Duke School of Medicine launches $3.2 million effort to 3D-print a living lung

Lung model will mimic real breathing to study how co-infections can turn routine flu into life-threatening disease 

Each year, the flu sickens millions of people worldwide, and it can become far more dangerous when certain bacteria in the lungs join the infection. These co-infections can lead to pneumonia and other serious complications, but scientists still don’t fully understand why some combinations of germs make the illness worse. 

 

To study the problem, a team co-led by microbiologist Julia Oh, PhD, of Duke University School of Medicine, and Ibrahim Ozbolat, PhD, of Penn State, has received a four-year, $3.2 million grant from the National Institutes of Health. 

 

Scientists will study how different bacteria interact with the flu virus in human lung tissue, using a 3D-printed lung model that closely mimics how real lungs function.

_ABOUT THIS TASK_
Extend the article about the 3D-printed lung model, picking up right after its final sentence.

_THE DATA_
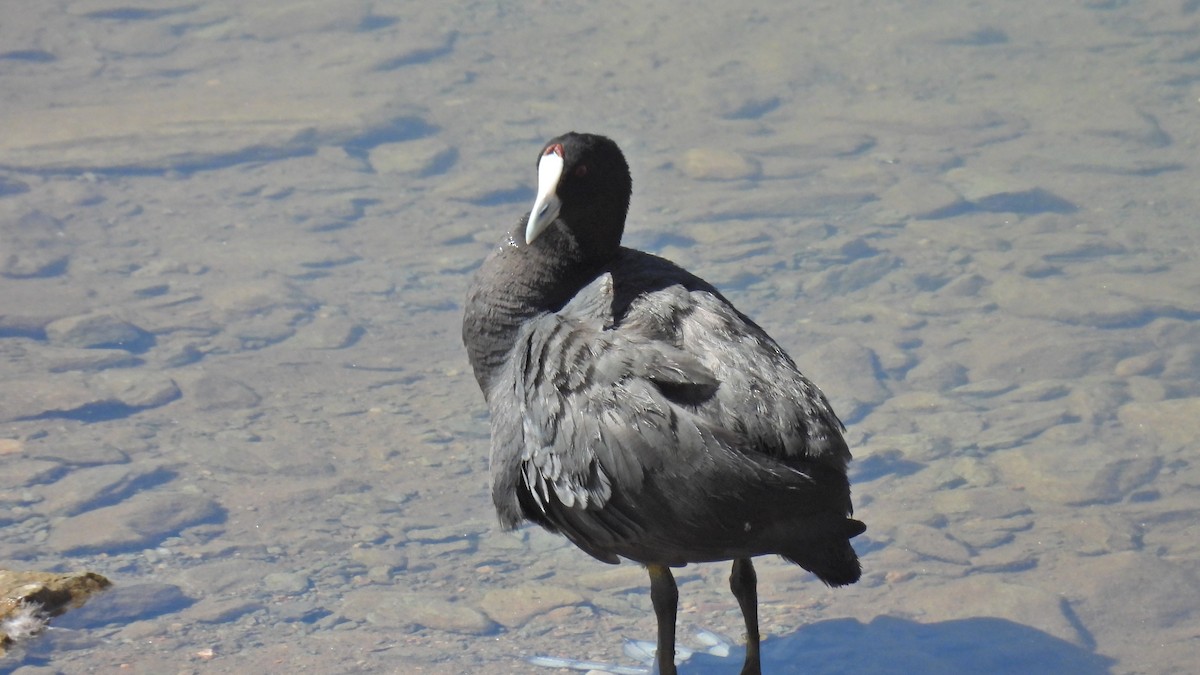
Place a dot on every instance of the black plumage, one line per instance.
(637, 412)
...
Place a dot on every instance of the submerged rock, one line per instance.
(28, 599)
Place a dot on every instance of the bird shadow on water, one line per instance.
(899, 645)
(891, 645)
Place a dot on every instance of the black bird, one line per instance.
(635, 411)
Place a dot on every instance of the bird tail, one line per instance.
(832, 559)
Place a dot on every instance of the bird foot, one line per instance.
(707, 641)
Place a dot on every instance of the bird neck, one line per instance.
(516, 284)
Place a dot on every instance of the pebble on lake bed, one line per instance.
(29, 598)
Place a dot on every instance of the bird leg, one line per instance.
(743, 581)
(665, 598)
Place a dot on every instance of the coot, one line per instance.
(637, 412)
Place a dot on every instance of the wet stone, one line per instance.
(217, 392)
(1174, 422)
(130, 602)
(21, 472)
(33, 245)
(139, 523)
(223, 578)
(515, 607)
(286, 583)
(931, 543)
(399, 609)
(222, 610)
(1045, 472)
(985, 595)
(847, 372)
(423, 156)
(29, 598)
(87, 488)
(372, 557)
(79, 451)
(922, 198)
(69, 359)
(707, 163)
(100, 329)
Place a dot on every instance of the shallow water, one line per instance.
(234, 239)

_ANSWER TO THIS TASK_
“Researchers have long studied the flu virus’s effects on the lungs, but we don’t know how adding diverse bacterial strains changes the outcome,” said Oh, the project leader. “The respiratory microbiome varies widely between people, and we’ve lacked models that reflect that complexity.” 

 

The team will use a 3D-bioprinted lung model developed in Ozbolat’s lab. Made from stem cell–derived lung cells, the tiny tissues can be ventilated like real lungs, letting scientists add viruses and microbes and watch infections unfold in real time. 

 

“The precision of bioprinting lets us recreate miniature, breathing lung sacs that behave like native tissue,” Ozbolat said. “This is the first time a dynamic 3D lung model will be used to study virus–bacteria interactions.” 

 

Ozbolat’s team will create the tissues at Penn State, while Oh’s Duke group will introduce influenza and select microbes. Using multiomics and advanced imaging, they aim to uncover why some co-infections intensify illness and why others may help prime immune defenses. 

 

Because influenza is so widespread, the researchers say the findings could inform future vaccines and treatments — and the platform could transform how respiratory diseases are studied without relying on animal models or human infections.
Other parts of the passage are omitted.